● Exercise brief: Update the material from the line containing "[locate] the front end" through the end by replacing "red suv" with "maroon suv", keeping everything else unchanged, and give back only those lines.

━━ Exercise material ━━

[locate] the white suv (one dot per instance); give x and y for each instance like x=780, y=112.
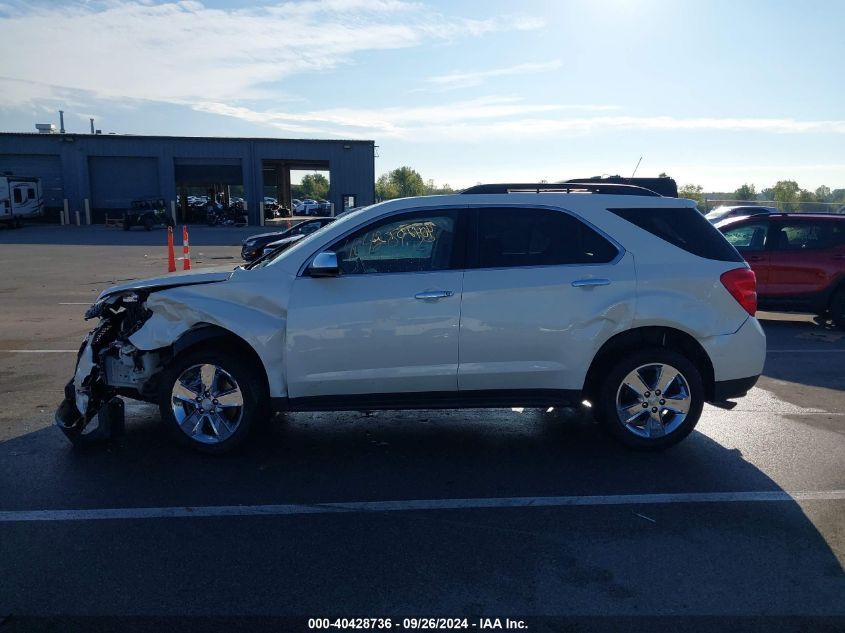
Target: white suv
x=504, y=295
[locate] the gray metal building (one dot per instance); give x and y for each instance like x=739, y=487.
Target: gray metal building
x=109, y=171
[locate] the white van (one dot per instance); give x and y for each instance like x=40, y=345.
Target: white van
x=20, y=198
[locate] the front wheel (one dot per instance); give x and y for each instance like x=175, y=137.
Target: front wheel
x=651, y=399
x=209, y=400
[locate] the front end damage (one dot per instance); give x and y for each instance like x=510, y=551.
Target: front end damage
x=108, y=365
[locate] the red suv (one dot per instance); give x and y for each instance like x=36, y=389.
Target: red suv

━━━

● Written response:
[locate] the front end damage (one dot per instance); give x and y for each instance like x=510, y=551.
Target: front end damage
x=108, y=365
[locate] the maroon suv (one dot per instance); give x and y for each instance like x=36, y=389.
Target: maroon suv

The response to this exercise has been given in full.